Goal of the exercise. Repeat each entry word for word.
────────────────────
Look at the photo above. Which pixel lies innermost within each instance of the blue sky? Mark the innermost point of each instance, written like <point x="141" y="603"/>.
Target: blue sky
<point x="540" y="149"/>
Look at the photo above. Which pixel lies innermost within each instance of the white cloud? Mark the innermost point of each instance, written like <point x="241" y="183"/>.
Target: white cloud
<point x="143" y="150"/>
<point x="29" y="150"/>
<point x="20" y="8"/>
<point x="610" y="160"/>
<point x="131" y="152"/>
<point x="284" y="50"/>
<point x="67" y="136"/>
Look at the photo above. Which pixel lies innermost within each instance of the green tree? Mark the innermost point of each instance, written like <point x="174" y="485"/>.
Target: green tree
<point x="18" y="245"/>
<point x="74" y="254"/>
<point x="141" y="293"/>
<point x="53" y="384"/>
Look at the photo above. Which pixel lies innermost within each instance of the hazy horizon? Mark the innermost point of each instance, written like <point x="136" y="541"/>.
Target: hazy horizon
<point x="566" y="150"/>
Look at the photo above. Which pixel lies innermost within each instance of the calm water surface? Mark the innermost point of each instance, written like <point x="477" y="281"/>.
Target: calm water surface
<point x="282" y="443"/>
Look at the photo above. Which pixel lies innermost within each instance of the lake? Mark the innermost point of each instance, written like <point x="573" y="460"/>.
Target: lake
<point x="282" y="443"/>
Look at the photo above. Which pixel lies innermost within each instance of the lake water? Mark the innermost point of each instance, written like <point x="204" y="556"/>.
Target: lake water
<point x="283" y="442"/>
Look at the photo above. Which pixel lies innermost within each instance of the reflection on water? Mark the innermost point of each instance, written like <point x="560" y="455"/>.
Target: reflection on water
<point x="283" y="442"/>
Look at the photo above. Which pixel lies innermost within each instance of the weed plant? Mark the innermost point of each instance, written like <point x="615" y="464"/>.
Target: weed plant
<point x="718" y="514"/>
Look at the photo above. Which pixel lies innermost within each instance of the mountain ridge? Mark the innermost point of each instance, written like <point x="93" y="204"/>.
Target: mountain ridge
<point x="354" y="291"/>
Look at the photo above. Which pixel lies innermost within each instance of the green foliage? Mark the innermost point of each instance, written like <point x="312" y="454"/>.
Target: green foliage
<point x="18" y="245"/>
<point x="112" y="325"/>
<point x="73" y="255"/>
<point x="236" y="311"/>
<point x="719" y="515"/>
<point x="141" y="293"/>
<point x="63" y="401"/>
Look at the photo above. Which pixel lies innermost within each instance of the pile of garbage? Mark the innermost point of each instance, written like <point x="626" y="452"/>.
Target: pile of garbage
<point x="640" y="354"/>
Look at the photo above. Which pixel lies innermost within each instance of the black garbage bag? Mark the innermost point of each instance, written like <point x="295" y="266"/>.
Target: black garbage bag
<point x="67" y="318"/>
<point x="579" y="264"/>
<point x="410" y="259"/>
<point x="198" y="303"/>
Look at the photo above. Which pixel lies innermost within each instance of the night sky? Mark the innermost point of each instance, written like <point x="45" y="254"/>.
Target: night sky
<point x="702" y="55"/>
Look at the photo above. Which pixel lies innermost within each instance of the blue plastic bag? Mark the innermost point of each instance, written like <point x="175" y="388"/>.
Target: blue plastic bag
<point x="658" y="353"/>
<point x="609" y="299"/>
────────────────────
Response box.
Look at the photo above. Which pixel lies innermost within each instance of the blue sky? Mark the innermost point of each instance, written like <point x="141" y="603"/>.
Target: blue sky
<point x="540" y="149"/>
Look at the photo above. Which pixel lies innermost within each instance of the white cloud? Mark the innermost point of each instance, written like <point x="241" y="183"/>.
Target: white cloud
<point x="143" y="150"/>
<point x="29" y="150"/>
<point x="20" y="8"/>
<point x="610" y="160"/>
<point x="131" y="152"/>
<point x="284" y="50"/>
<point x="67" y="136"/>
Look at the photo above. Which pixel lies innermost within each instance of the green tree? Mark the innermost point of each instance, written like <point x="174" y="485"/>.
Target: green tree
<point x="18" y="245"/>
<point x="74" y="254"/>
<point x="141" y="293"/>
<point x="53" y="384"/>
Look at the photo above. Which pixel lies innermost within each instance of the hazy horizon? Mark the innermost point of each instance, written like <point x="136" y="541"/>.
Target: hazy horizon
<point x="566" y="150"/>
Look at the photo above. Which pixel lies innermost within each instance of the calm water surface? Mark the innermost point of each instance, written like <point x="477" y="281"/>.
Target: calm water surface
<point x="282" y="443"/>
Look at the photo above. Which pixel lies innermost within each instance of the lake? Mark the innermost point of each instance, written like <point x="573" y="460"/>.
Target: lake
<point x="282" y="443"/>
Look at the photo above. Which pixel lies innermost within each instance of the lake water? Mark the innermost point of each instance, written like <point x="204" y="556"/>.
Target: lake water
<point x="283" y="442"/>
Look at the photo above. Which pixel lies innermost within each instance of the reflection on water? Mark the innermost point of each instance, written like <point x="560" y="455"/>.
Target: reflection on water
<point x="283" y="442"/>
Look at the photo above. Which pixel lies innermost within each instance of the weed plant? Mark the innermost point of each instance, written like <point x="615" y="464"/>.
Target: weed plant
<point x="718" y="514"/>
Look at the photo above. Which pixel lies innermost within each instance of the mountain ridge? Mark the innermost point of each instance, written like <point x="93" y="204"/>.
Target: mountain ridge
<point x="354" y="291"/>
Look at the photo above. Which pixel lies innermost within each instance of the green foliage? Mark the innermost point of each instance, written like <point x="312" y="454"/>.
Target: green foliage
<point x="18" y="245"/>
<point x="112" y="325"/>
<point x="73" y="255"/>
<point x="236" y="311"/>
<point x="719" y="515"/>
<point x="141" y="293"/>
<point x="63" y="401"/>
Look at the photo above. Which pixel lies innermost within each instance of the pile of garbage? Mark the innermost point of each instance, written like <point x="626" y="452"/>.
Target: pile of garbage
<point x="640" y="354"/>
Look at the photo above. Which pixel lies innermost within each instance of the black garbage bag? Mark the innermost point of each instance, written like <point x="295" y="266"/>.
Target: black garbage bag
<point x="67" y="318"/>
<point x="579" y="264"/>
<point x="410" y="259"/>
<point x="198" y="303"/>
Look at the photo above. Which pixel lies innermost within each instance of the night sky? Mark the innermost point of each instance, written like <point x="45" y="254"/>.
Target: night sky
<point x="702" y="55"/>
Look at the photo above. Which pixel lies innermost within each instance of the blue plastic bag? Mark the innermost point of each instance, written like <point x="175" y="388"/>.
Target: blue plastic bag
<point x="658" y="353"/>
<point x="609" y="299"/>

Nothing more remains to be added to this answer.